Task requirements:
**1.** In the podcast excerpt on political engagement, why does Lindsay say the goal shouldn't be to avoid difficult emotions and feelings altogether? Answer in one to three sentences.
**2.** Continue the podcast excerpt on political engagement from where it stops.

Text excerpt:
================

Lindsay: Yeah. One of the things that comes out in your book that I really liked is that, you know, these emotions, these feelings are important kind of signals that we need to pay attention to, that something is wrong. And so our goal shouldn’t necessarily be that we don’t want to have those feelings at all, because they’re telling us something.
I like what you’re saying about kind of finding balance, that maybe there’s some kind of a level that we all have to determine for ourselves is the place that we feel it’s important to be in terms of engagement as responsible citizens, as part of our communities. And so we want to stay informed, we want to participate in certain ways.
And then there’s kind of all of the rest of our energy that we have. Because all of that takes energy, it’s sapping us of energy, we’re using our energy. And so then whatever is left after we’ve kind of reached that acceptable point of, I’m informed. My head is not in the sand. I do care. I’m participating in these ways. But I’m going to use the rest of my energy kind of building my strength back, you know, with things like relationships, friendship, music, all the rest of life that kind of strengthens [and] buoys us.
I guess the relationships piece is just a giant part of kind of the antidote to this, and to keeping that strength that we need to engage. Because again, I mean, we have an assumption on the podcast that political engagement is the right thing to do. We should do it, especially when it feels bad. It’s probably a signal that it’s really important.

================

Record extracts:
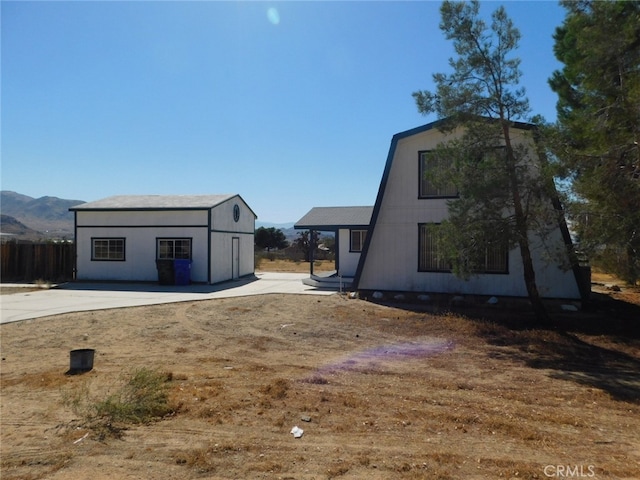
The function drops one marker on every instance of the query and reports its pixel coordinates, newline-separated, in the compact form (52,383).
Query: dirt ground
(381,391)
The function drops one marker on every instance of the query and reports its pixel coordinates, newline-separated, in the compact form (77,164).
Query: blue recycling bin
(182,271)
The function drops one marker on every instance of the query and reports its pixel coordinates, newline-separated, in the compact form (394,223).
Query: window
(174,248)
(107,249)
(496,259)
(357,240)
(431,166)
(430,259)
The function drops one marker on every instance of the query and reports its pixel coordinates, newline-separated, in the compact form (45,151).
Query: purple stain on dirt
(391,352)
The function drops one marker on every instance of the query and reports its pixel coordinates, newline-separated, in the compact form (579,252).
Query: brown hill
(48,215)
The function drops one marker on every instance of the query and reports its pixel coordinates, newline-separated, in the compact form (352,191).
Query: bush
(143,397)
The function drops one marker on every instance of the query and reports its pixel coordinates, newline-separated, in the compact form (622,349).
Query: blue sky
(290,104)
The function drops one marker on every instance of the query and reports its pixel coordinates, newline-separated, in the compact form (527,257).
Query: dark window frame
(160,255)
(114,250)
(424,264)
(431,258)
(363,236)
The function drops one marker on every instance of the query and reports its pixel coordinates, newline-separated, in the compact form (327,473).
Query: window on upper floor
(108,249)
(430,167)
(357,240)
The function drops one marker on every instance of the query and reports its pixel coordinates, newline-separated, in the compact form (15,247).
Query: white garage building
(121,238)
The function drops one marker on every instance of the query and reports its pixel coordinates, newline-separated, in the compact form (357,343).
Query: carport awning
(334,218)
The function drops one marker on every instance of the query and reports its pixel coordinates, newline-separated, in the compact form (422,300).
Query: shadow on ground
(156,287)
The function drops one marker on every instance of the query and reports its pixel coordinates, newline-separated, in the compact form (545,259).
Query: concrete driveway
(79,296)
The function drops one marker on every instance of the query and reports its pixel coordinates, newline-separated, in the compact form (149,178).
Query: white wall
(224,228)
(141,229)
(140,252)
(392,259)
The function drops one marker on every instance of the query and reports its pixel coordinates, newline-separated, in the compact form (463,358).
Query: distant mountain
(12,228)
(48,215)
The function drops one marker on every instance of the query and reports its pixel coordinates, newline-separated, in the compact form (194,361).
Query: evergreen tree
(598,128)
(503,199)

================

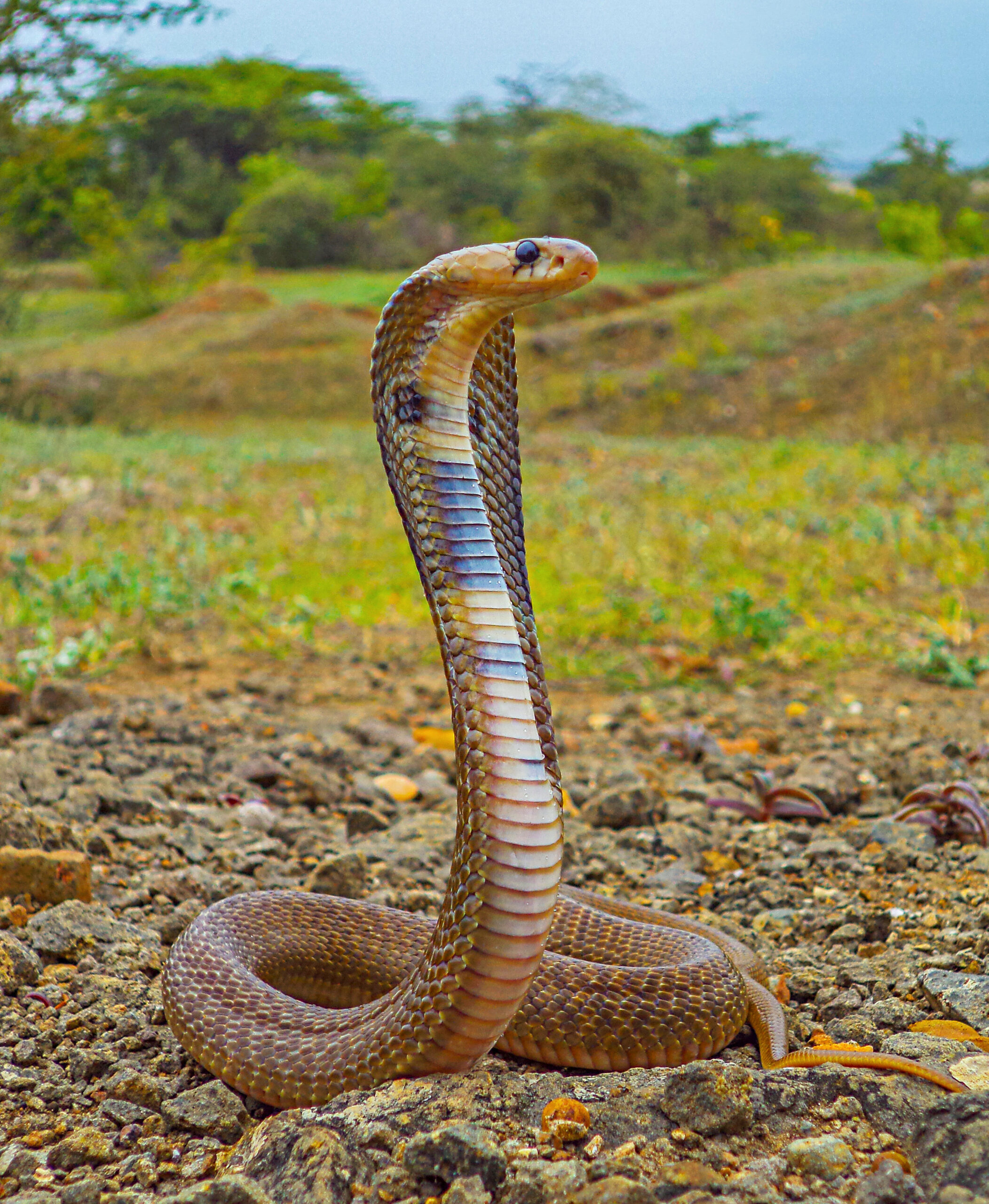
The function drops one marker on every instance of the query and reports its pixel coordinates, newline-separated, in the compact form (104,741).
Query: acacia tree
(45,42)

================

Answers by item:
**1.** These emotions and feelings are important signals that something is wrong and need our attention. Since they're telling us something, getting rid of them entirely shouldn't be the goal.

**2.**
Christopher: Yeah, absolutely, and I’m very pro-political engagement. And one thing that I did see mental health professionals recommend online is engagement as a way of dealing with these feelings of depression.
And I think there’s something to it. I mean, I think everyone has to decide for themselves, but engaging can give you a sense of control. It can also give you some hope. You know, I just mentioned, like, I had to stop consuming news and I sort of went to this push notification news diet, which is not great, but that’s what I was doing for a while because that’s what capacity I had. But I slowly got back into my regular news consumption, and at some point I said, I want to go to a rally. Like, that’s what I can do. I can just show up and be counted.
So I went to a rally for science. It was held at city hall in San Francisco. And I showed up and I found that just going there—I went alone, but going there and just seeing all the people who were there saying like, we think science is important and we want to continue to see the federal government support science in all of its different agencies. It gave me a sense of hope. It was like, oh, other people care about this. Other people are trying to do something. And that was empowering.
And so I do think you have to decide what’s right for yourself. Maybe a sort of short respite from participation is what you need. But maybe a little bit more participation is what you need. Maybe less news consumption, and more engagement, where you’re connected to other people, you’re physically doing something with other people. You’re volunteering, you’re making calls, you’re at the rally, and you’re not just sitting scrolling on your phone or watching TV on your couch by yourself, and that can be the way you feel like you are making a difference. You’re having a little bit of control over what’s going on.
Lindsay: I love that. That’s a great place to end. Christopher Ojeda, author of The Sad Citizen, out June 11th. Thanks for being with us on Talking Policy.
Christopher: Thank you so much for having me, Lindsay. This was great.